[Dataset items]
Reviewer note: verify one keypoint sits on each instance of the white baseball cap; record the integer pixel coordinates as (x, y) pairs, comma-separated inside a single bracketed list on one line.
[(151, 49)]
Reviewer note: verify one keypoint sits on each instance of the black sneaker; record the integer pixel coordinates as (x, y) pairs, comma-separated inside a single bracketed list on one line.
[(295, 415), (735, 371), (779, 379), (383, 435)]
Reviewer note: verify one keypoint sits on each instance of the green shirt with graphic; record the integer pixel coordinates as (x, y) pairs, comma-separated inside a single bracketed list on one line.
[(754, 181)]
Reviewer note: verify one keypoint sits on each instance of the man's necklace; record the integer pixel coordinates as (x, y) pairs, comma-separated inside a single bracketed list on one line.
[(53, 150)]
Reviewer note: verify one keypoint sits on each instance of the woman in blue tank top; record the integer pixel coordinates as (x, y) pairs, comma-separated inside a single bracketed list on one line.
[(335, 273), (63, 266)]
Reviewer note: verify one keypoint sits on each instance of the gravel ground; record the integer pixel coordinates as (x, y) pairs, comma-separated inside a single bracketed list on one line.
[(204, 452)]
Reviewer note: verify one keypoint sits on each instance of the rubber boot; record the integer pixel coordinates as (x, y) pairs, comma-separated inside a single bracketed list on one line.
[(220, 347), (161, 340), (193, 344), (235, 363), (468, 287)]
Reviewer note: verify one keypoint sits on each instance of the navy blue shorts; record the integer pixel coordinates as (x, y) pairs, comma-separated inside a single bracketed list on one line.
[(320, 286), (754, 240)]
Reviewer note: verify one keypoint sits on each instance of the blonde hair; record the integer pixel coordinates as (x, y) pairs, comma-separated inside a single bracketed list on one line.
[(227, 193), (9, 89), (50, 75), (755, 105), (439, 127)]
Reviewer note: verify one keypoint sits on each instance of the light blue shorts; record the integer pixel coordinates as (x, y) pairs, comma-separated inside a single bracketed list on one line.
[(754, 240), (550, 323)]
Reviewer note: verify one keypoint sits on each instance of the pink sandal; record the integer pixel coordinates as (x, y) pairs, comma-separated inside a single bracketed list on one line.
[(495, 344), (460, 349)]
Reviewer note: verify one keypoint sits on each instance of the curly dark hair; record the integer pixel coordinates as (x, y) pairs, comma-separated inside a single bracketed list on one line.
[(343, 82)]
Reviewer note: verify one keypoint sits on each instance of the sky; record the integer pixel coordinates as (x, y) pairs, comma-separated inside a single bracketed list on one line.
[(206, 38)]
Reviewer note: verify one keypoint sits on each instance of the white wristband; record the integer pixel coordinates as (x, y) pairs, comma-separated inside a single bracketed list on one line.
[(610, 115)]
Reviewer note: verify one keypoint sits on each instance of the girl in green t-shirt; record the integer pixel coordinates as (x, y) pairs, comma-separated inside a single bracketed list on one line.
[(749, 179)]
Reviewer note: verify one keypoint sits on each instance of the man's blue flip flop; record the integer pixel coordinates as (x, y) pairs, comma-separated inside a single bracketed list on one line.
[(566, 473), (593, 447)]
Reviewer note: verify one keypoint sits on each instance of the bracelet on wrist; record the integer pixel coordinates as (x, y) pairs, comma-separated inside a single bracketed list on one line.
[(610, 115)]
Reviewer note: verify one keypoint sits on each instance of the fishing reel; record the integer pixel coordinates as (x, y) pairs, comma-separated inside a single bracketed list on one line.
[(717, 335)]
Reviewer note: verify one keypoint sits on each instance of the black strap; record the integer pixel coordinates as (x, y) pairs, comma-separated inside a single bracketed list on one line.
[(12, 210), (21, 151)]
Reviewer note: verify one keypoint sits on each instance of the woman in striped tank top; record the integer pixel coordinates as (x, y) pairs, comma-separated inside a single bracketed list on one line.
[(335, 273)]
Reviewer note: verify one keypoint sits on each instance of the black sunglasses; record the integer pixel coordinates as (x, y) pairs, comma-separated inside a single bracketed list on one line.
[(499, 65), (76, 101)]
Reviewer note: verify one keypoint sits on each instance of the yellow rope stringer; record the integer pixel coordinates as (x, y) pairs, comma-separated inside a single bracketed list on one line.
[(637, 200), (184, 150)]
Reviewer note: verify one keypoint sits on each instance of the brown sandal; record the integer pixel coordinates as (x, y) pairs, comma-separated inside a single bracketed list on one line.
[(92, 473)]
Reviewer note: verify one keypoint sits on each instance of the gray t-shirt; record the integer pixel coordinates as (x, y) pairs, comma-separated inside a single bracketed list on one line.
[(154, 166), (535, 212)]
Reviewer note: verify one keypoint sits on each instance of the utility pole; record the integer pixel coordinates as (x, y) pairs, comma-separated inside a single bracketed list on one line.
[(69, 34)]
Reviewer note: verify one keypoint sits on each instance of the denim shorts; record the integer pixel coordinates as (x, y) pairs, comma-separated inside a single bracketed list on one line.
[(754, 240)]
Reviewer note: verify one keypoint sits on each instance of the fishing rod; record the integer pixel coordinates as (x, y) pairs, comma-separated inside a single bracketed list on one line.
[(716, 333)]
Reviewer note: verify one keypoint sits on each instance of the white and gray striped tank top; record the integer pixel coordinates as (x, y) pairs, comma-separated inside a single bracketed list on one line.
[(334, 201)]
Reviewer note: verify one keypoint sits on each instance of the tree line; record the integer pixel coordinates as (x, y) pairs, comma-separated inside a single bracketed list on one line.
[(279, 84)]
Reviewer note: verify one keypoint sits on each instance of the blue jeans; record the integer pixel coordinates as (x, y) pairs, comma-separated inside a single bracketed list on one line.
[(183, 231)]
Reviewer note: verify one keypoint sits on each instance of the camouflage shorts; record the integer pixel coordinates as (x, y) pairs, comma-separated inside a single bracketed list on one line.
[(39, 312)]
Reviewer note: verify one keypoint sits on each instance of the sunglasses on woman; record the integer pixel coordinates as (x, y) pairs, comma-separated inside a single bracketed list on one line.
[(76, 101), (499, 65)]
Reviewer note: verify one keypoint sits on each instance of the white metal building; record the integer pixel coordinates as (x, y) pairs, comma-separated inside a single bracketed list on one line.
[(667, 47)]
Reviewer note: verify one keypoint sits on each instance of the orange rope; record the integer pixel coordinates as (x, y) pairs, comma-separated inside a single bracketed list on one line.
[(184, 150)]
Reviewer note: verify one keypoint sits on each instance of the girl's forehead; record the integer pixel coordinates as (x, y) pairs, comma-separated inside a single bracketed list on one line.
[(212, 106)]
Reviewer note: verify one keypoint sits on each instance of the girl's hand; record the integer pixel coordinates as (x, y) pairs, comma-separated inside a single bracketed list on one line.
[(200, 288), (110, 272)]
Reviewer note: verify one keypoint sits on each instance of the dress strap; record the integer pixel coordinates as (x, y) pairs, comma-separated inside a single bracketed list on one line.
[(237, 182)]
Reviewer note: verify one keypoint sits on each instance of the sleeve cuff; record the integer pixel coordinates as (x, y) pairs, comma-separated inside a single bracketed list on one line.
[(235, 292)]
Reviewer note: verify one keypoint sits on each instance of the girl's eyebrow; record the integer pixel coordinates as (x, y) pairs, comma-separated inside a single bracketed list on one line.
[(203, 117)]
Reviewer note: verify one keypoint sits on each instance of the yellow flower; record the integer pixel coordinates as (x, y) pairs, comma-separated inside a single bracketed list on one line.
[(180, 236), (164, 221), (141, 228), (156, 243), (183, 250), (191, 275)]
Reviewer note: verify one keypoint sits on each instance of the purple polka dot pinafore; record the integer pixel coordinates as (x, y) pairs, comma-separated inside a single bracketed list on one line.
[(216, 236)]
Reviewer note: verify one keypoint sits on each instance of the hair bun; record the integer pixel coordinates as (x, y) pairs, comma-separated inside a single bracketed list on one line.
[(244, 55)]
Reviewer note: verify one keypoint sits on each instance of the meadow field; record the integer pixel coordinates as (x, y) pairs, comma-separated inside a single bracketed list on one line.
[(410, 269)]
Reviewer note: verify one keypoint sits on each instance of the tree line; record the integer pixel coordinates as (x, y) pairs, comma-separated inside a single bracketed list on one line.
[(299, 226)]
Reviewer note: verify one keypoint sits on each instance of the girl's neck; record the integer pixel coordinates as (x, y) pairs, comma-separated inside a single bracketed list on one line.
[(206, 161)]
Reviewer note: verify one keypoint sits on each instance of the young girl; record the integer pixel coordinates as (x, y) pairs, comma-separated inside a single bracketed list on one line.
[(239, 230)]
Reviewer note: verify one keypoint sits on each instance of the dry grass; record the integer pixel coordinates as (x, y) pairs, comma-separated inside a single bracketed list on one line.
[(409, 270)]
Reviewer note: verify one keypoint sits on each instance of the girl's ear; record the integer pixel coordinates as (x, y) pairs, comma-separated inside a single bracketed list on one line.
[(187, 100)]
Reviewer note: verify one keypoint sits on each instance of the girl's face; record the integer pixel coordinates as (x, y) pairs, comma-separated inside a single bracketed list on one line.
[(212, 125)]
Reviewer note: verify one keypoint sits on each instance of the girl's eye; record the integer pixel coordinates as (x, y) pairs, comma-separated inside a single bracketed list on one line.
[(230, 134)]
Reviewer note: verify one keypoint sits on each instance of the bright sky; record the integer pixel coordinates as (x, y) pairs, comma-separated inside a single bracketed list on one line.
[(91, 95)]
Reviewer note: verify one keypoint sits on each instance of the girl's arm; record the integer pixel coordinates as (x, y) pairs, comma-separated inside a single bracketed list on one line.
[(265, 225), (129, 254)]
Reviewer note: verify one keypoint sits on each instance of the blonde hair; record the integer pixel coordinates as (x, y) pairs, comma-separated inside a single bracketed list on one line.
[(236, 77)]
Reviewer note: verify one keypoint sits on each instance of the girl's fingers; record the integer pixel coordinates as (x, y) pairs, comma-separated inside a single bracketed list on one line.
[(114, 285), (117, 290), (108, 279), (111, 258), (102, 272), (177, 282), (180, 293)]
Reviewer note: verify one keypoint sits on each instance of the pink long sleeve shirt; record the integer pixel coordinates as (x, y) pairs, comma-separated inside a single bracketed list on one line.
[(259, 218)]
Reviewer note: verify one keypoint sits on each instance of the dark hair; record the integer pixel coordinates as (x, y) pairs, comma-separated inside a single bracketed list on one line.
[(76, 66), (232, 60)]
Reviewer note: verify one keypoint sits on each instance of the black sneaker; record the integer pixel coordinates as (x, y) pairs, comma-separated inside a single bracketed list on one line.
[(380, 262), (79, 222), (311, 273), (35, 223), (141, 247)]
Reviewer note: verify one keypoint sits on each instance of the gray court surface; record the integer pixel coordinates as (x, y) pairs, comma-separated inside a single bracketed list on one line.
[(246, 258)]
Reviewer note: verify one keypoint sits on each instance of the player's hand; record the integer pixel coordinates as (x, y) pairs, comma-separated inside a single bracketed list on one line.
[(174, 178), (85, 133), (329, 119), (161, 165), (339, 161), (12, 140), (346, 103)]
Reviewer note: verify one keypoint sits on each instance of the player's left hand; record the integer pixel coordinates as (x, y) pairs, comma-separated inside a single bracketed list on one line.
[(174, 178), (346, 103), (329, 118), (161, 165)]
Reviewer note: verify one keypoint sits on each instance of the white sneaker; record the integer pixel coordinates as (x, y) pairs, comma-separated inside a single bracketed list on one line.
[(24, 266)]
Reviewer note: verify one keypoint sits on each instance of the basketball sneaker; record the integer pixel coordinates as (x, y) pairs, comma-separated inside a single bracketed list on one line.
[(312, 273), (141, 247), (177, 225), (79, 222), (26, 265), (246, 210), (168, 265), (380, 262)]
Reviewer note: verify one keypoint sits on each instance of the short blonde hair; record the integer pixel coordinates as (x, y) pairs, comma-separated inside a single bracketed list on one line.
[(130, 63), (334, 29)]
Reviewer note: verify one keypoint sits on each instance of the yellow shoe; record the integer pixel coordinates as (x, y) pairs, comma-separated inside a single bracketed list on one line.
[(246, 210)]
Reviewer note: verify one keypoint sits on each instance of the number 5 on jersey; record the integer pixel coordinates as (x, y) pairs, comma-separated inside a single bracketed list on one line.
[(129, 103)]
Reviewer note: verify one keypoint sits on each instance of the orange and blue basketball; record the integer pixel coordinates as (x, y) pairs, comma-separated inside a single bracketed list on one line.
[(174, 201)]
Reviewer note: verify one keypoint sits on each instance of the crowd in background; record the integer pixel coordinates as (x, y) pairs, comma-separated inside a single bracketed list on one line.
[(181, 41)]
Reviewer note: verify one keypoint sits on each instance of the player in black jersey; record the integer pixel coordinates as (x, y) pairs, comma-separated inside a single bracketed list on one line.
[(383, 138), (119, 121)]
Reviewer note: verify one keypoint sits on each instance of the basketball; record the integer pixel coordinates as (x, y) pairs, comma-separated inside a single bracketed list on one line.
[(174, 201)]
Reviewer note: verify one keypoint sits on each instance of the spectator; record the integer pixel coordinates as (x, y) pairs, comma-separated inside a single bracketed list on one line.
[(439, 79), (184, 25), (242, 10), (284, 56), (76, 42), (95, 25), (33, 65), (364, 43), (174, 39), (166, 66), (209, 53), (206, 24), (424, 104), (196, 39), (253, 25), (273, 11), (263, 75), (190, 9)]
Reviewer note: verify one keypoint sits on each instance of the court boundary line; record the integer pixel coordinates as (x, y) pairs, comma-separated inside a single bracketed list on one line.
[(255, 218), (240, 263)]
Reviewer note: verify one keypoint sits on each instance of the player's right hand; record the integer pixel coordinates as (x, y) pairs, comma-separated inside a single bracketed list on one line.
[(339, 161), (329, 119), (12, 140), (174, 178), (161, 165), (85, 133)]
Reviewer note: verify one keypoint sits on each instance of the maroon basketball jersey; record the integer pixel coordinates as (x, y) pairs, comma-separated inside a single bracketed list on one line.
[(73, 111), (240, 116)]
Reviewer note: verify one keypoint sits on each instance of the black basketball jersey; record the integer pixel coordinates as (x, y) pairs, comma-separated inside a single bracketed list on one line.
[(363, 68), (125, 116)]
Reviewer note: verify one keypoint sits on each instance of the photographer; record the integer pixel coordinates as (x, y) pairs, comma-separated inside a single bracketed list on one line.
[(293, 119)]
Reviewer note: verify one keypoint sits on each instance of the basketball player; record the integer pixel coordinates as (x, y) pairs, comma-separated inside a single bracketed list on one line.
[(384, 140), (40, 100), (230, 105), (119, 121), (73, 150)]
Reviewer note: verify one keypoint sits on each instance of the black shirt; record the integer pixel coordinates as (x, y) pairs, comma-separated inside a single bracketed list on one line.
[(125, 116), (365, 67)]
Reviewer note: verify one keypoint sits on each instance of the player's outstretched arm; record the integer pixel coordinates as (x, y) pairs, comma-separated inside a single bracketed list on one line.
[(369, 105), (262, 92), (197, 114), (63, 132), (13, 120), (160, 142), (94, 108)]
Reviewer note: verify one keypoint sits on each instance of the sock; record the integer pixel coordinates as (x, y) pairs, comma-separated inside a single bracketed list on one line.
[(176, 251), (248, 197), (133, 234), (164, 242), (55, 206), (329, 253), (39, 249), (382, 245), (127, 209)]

- [TASK INSTRUCTIONS]: Could you retype exactly the lines above from the one containing "the black shirt;" through the last line of the records, both included, and nothing else?

- [OUTPUT FOR THIS TASK]:
Reviewer note: verify one keypoint sits on each instance of the black shirt; record the integer pixel coordinates as (x, y) pairs, comma-separated inside a single bracketed list on one line.
[(125, 116), (365, 67)]
Reviewer note: verify one keypoint sits on each instance of the player's outstretched arm; record the integer pixel coordinates as (x, y) pairs, comma-separated inside a single bracketed list on one line.
[(369, 105), (262, 92), (197, 114), (63, 132), (13, 120), (160, 142), (94, 108)]
Reviewer note: verify one keypoint sits on each instance of the sock; record the integer pixel coordinates as (x, y) pairs, comma-separated inside a single bracketed list on one line.
[(176, 251), (248, 197), (133, 234), (164, 242), (55, 206), (329, 253), (39, 249), (382, 245), (127, 209)]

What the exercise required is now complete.